Short task » Repeat every line of the entries below, requests included, but leave out the pictures. Increase each coordinate in the marked answer points by 78, and leave the sample points inside the requests unchanged.

Information given »
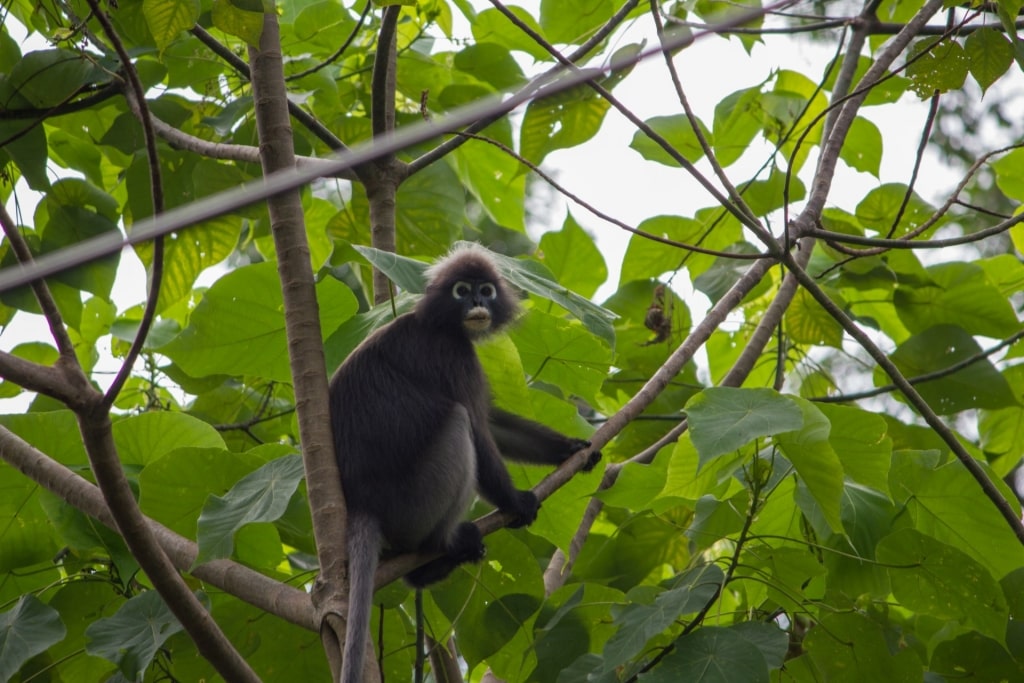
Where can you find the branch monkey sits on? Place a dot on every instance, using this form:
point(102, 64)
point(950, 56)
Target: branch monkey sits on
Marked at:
point(415, 435)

Expected answer »
Where can you find the branch monkey sits on? Place a dot on every instance, using this form:
point(102, 64)
point(950, 56)
Target: branch monkey sits on
Marked at:
point(493, 513)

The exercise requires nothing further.